---------- Material provided ----------

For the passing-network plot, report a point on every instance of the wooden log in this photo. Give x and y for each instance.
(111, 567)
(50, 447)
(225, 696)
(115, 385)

----------

## Your objective
Please output the material above exactly as it reads.

## Solved problem
For the passing-network plot, report a point on every instance of the wooden log in this photo. Give x and y for each instance.
(111, 567)
(50, 447)
(225, 696)
(115, 385)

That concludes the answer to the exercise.